Required work: Repeat, exactly and alone, every line from the line that contains "Expected behaviour: for every instance of the road, put" to the end of the entries.

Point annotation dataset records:
※
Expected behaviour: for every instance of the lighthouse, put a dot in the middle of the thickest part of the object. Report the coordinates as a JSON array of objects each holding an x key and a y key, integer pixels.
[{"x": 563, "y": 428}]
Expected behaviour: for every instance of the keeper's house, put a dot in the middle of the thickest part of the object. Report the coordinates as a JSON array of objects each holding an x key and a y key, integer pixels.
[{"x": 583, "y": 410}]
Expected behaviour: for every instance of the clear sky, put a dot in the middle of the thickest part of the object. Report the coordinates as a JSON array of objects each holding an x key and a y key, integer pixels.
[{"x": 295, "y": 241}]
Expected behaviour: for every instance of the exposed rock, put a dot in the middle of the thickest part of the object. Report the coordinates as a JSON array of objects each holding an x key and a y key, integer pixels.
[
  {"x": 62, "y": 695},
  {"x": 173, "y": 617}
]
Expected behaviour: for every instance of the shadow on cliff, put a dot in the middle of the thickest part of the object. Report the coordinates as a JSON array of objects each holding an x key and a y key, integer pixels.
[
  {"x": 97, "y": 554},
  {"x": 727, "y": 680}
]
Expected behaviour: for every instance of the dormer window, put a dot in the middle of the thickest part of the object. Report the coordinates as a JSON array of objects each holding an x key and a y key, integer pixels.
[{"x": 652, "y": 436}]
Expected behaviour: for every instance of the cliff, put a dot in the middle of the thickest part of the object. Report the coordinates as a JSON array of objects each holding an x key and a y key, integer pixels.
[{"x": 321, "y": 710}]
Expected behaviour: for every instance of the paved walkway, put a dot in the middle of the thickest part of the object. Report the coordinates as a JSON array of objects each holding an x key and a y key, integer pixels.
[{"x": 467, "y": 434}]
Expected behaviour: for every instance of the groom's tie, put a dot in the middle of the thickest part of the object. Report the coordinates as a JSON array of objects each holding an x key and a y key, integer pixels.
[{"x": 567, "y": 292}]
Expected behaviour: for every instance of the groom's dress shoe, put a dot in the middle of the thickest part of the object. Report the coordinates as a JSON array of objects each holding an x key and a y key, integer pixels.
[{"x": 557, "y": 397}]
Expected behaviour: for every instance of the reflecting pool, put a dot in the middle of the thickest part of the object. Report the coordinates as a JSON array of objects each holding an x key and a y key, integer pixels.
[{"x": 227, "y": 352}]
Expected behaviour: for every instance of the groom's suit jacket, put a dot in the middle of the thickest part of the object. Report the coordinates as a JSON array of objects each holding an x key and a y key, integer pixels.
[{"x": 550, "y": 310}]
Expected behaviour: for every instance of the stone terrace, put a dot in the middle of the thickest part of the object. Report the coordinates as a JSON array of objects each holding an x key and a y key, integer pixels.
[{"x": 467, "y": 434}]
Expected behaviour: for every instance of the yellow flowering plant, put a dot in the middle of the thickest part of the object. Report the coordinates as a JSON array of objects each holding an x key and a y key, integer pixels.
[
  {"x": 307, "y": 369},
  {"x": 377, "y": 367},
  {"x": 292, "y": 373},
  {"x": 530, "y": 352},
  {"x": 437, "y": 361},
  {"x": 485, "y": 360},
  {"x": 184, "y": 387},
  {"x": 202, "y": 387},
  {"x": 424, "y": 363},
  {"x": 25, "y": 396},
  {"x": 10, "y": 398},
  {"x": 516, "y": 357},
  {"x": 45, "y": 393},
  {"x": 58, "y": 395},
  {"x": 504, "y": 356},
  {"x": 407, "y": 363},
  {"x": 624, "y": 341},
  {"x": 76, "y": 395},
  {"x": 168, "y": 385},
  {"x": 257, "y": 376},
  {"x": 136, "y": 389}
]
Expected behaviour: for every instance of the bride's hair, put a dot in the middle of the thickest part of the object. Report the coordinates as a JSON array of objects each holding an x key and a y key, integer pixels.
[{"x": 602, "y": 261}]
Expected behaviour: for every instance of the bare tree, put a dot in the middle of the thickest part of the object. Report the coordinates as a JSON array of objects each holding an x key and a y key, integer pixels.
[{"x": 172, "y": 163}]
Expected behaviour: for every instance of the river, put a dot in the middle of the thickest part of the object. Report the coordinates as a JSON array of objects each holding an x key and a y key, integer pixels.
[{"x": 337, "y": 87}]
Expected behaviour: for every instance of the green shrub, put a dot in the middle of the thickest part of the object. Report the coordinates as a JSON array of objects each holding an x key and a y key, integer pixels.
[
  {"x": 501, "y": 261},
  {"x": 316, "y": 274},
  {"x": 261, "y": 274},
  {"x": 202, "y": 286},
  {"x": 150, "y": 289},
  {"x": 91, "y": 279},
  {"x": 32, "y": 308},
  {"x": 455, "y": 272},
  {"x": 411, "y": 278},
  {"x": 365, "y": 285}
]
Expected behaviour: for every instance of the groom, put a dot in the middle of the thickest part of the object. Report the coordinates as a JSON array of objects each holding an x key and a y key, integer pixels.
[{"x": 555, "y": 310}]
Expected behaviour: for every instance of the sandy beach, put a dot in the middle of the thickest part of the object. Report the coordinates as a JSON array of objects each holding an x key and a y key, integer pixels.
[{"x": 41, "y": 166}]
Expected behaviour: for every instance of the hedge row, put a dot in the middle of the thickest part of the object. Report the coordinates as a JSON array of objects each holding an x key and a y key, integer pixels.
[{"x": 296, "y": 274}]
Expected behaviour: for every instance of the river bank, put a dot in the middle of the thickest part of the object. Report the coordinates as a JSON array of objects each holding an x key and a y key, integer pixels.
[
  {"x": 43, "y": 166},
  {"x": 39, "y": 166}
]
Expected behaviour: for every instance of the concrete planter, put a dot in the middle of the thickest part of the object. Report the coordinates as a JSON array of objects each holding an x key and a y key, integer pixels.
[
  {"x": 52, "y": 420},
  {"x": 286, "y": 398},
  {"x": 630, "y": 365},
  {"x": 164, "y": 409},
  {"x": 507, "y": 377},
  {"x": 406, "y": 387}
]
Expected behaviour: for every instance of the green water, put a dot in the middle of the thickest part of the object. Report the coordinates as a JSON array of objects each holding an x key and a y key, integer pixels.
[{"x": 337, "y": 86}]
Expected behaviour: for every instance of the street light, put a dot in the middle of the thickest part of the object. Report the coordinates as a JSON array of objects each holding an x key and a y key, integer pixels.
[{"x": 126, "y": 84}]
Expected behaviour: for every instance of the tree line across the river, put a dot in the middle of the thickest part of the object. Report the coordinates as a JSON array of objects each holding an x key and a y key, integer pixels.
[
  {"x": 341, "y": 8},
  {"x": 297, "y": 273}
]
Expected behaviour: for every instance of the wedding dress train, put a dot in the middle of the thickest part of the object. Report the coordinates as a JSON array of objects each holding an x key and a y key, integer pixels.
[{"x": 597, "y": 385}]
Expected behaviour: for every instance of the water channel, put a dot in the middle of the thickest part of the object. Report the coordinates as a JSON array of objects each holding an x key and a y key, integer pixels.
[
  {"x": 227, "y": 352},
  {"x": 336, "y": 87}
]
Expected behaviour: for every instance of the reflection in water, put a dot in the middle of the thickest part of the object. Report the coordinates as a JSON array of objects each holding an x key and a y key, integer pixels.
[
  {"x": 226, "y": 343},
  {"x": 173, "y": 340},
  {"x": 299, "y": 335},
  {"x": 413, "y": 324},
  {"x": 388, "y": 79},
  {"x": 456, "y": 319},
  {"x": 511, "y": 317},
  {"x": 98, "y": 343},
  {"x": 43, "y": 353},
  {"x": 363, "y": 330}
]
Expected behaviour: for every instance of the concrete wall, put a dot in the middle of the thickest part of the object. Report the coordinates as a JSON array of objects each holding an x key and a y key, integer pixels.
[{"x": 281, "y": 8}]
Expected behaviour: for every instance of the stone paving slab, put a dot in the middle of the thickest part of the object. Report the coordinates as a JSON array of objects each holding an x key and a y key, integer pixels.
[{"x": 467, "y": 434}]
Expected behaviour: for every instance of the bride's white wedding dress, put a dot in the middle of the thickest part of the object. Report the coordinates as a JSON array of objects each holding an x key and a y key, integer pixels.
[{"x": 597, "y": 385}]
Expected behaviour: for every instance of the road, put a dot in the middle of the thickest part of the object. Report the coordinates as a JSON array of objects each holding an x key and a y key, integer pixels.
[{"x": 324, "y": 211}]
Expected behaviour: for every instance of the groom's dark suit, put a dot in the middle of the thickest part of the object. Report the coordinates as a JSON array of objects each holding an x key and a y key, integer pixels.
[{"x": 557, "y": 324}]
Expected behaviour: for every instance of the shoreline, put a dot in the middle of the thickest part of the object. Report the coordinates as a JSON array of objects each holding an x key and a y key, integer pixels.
※
Reply to the task:
Expected behaviour: for every instance of the road, put a dot in the middle of the thickest part of the object. Report the coordinates as a JSON array of objects each holding an x key and a y key, integer pixels.
[{"x": 324, "y": 211}]
Expected behaviour: for every instance of the groom's dark suit, put a dot in the middle of the thickest part of the object. Report the coordinates as a JSON array of objects each holding an x key and a y key, integer pixels.
[{"x": 557, "y": 324}]
Expected behaviour: for every instance of the shoreline, put a dot in the middle of the thickest part of the object. Report the coordinates as a JSON array of objects each holding an x key and a y key, integer pixels.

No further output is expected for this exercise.